- _WHAT THIS TASK INVOLVES_
Edit the records below by changing "Note to the class" to "Note to the students" wherever it occurs, and leave every other word the same.

Excerpts of pointing data:
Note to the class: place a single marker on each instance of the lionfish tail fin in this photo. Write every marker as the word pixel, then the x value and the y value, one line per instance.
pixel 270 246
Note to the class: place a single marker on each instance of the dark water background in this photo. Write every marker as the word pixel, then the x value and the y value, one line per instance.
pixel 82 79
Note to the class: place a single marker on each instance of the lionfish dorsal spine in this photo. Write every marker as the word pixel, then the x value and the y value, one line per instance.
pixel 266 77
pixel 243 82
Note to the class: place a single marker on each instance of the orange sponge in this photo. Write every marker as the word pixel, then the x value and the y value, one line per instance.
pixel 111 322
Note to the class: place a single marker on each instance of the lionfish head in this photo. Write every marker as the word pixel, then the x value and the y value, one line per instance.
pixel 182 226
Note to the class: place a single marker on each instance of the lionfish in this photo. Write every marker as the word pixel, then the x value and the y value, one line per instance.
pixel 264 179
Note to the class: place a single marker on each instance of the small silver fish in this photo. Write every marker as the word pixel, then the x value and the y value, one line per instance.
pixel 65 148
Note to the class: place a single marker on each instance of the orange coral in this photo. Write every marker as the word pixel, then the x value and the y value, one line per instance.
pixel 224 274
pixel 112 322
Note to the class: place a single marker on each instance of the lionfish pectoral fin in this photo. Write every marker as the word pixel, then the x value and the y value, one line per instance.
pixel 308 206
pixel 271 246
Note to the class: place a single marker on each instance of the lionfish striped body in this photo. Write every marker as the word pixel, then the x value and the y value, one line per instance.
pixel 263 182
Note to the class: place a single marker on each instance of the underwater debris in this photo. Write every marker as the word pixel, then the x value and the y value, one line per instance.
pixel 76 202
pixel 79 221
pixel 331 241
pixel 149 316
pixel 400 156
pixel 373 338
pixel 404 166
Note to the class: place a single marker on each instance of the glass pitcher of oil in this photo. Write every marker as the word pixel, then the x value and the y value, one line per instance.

- _SOLUTION FOR THIS EXERCISE_
Note to the students: place a single marker on each instance of the lionfish tail fin in this photo. Write every marker as the word pixel, then the x value and the y value, one line per instance.
pixel 270 246
Note to the students: place a single marker on each instance of the dark water background in this photo. Write every marker as the word pixel, then the x value and the y value, one line per instance.
pixel 82 79
Note to the students: place a single marker on each instance of the lionfish dorsal spine in this photo. Write every marker as the word pixel, then the x value and the y value, one line per instance.
pixel 266 77
pixel 243 82
Note to the students: place a single marker on each instance of the orange sponge in this photo. Write every marker as the word pixel, then the x value and the y value, one line per instance.
pixel 111 322
Note to the students: place a single marker on each instance of the lionfish head in this photo. Write every marker as the word pixel, then the x value and the y value, one line per instance.
pixel 182 226
Note to the students: place a single marker on each instance of the lionfish in this photo. Write every marker as the word pixel, then the x value and the y value, one line per instance.
pixel 264 179
Note to the students: place a single marker on each instance of the small silver fish in this photo. Write every marker as the word pixel, then the x value and the y value, one line per instance.
pixel 65 148
Note to the students: place a single marker on each instance of the orange coral in this photo. Write every marker as the word pixel, then the x value and the y value, one line per instance.
pixel 224 274
pixel 112 322
Note to the students: place a single marker on each instance of the lionfish pectoral fin in this photo. Write every marker as the word pixel, then the x value and the y value, one line per instance.
pixel 308 206
pixel 271 246
Note to the students: place a single marker on each instance of the lionfish striped body in this photo. Write every marker as the word pixel, then the x value and the y value, one line per instance.
pixel 263 182
Note to the students: place a single marker on each instance of the underwater debris in this photo. Write every marker as the word pixel, then the x value and the y value, one line per instance.
pixel 76 202
pixel 79 221
pixel 331 241
pixel 149 316
pixel 400 156
pixel 373 338
pixel 404 166
Note to the students: place a single marker on each instance of the glass pitcher of oil in this photo. Write every marker as the word pixel, then the x value and the y value, one line per instance.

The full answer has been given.